The answer must consist of every line in the data that contains "building".

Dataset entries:
*** Block opens ***

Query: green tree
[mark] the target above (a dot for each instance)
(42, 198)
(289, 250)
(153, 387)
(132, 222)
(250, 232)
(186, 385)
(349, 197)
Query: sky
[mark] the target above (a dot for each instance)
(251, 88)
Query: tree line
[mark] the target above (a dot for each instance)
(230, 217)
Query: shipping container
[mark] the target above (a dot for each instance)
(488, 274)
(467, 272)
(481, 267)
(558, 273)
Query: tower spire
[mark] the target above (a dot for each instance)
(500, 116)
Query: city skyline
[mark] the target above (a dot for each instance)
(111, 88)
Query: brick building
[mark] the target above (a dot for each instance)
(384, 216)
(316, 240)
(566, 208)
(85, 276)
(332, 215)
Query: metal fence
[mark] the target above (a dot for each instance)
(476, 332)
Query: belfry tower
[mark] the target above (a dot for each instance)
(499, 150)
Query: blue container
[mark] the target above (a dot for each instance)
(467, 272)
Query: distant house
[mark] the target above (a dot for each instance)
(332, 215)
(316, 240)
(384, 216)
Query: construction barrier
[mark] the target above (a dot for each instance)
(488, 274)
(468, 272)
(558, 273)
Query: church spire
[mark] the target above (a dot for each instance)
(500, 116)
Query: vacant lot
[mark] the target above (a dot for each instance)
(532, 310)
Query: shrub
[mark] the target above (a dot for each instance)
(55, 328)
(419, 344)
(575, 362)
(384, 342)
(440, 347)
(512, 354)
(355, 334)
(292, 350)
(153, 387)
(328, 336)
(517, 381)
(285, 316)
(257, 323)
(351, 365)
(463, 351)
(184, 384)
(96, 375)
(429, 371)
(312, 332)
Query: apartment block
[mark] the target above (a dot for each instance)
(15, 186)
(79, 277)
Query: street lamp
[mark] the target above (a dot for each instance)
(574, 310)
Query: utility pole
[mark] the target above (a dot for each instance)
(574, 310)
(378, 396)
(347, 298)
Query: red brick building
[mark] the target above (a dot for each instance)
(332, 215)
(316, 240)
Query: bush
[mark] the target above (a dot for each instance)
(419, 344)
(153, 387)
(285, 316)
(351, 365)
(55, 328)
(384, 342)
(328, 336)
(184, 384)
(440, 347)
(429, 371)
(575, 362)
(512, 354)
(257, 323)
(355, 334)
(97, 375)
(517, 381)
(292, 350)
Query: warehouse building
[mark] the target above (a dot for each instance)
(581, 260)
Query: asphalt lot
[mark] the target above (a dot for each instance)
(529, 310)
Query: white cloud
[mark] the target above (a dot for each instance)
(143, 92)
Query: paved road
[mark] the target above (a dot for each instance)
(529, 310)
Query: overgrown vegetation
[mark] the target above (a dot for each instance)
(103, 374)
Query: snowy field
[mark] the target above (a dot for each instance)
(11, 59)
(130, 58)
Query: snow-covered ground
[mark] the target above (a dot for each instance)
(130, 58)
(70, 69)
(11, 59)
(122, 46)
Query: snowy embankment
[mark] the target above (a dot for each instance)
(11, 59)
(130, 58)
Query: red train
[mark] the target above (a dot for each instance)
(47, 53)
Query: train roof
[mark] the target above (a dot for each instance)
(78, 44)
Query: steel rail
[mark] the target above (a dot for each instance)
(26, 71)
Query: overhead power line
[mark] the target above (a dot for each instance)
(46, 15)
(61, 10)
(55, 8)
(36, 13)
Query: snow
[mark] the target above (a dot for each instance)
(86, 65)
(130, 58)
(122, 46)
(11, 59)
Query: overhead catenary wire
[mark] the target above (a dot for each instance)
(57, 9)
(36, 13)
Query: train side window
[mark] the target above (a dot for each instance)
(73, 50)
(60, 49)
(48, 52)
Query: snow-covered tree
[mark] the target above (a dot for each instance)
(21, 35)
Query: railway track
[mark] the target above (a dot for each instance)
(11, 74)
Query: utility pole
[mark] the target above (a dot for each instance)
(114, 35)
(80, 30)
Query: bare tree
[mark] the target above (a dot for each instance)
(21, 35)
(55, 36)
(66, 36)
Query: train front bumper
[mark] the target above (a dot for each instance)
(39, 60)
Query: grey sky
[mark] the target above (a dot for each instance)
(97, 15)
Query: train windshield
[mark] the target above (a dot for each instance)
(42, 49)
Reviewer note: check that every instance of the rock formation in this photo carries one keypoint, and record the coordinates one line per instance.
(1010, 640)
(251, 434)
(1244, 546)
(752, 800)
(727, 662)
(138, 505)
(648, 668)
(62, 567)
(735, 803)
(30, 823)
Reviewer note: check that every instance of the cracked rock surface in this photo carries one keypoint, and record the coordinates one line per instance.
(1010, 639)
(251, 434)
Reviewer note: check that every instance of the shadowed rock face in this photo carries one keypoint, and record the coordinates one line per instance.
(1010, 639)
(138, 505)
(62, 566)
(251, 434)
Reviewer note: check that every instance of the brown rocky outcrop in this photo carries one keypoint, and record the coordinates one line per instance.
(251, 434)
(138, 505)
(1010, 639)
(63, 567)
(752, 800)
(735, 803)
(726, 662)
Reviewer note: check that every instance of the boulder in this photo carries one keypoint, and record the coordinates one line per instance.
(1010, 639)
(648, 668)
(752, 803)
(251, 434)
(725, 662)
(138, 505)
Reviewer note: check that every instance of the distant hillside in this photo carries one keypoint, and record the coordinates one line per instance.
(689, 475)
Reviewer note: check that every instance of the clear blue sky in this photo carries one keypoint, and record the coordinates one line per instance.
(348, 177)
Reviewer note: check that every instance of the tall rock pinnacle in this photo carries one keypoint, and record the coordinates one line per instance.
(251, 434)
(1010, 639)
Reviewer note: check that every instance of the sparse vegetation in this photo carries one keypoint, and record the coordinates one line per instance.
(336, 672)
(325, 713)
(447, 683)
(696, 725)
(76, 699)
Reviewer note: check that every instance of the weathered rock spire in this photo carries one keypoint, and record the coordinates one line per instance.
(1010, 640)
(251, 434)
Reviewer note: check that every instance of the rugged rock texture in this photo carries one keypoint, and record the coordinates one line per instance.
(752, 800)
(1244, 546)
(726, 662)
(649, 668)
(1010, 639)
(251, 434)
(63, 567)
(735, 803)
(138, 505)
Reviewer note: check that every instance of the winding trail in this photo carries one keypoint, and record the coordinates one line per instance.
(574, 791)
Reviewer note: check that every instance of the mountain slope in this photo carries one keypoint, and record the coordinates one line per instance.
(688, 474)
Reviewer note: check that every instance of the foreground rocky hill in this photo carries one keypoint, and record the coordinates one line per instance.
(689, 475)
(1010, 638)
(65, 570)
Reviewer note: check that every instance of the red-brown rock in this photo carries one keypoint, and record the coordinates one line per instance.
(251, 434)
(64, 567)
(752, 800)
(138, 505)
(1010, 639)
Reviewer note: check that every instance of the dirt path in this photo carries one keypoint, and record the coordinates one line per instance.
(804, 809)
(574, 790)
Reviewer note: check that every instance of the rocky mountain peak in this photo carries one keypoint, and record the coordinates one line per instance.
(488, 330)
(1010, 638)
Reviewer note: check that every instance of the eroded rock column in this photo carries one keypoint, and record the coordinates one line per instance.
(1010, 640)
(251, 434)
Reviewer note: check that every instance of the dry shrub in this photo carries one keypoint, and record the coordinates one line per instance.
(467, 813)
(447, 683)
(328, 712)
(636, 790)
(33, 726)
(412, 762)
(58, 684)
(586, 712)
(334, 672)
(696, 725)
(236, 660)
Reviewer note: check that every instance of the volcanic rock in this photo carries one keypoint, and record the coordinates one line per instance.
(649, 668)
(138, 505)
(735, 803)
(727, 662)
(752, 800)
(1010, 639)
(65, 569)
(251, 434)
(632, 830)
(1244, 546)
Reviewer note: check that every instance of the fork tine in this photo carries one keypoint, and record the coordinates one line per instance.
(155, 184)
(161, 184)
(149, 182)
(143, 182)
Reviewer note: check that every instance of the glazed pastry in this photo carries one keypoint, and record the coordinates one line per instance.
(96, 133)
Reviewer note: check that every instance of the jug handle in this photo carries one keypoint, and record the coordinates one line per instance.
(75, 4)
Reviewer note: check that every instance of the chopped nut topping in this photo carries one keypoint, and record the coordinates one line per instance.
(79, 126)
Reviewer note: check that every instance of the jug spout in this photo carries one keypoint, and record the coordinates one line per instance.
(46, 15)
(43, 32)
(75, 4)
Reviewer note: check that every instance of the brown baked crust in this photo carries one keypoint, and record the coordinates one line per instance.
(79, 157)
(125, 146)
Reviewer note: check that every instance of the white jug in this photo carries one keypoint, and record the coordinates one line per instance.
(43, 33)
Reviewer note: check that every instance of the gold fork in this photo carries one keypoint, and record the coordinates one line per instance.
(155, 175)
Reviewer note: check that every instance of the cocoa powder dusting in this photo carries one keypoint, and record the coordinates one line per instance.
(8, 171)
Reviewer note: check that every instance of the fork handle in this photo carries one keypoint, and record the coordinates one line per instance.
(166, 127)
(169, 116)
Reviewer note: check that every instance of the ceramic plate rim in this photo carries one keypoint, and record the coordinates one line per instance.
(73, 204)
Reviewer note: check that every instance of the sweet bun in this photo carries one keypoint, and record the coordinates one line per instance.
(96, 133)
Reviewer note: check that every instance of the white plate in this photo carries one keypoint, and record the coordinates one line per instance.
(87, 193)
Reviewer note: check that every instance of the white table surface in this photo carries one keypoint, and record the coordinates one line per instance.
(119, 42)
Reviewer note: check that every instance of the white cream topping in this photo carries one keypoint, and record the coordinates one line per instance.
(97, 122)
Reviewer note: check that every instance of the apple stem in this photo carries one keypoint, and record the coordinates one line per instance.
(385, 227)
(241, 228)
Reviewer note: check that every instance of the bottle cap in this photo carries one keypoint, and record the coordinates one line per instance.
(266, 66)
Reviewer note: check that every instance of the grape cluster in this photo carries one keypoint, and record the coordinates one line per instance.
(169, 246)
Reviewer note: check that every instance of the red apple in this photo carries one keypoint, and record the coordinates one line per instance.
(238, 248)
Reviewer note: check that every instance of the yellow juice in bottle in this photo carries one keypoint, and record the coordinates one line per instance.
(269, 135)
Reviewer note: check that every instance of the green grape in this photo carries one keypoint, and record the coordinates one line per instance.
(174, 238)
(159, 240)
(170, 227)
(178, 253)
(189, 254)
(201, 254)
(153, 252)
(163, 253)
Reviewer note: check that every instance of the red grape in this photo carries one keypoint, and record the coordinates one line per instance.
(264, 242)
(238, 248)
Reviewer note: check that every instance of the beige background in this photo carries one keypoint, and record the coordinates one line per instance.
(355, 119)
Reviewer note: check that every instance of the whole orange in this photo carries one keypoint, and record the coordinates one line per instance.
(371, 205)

*** Block closes ***

— YOUR SOLUTION —
Query: brick building
Query: red brick building
Query: warehouse building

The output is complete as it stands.